Listed records
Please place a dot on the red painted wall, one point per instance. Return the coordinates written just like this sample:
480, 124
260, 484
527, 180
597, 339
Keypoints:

Task details
Please print every one of the items above again, word for word with nothing changed.

Exercise answer
Please place a dot on the red painted wall, one point per instance. Return the coordinates written just like this sample:
480, 124
260, 484
527, 180
597, 339
Keypoints:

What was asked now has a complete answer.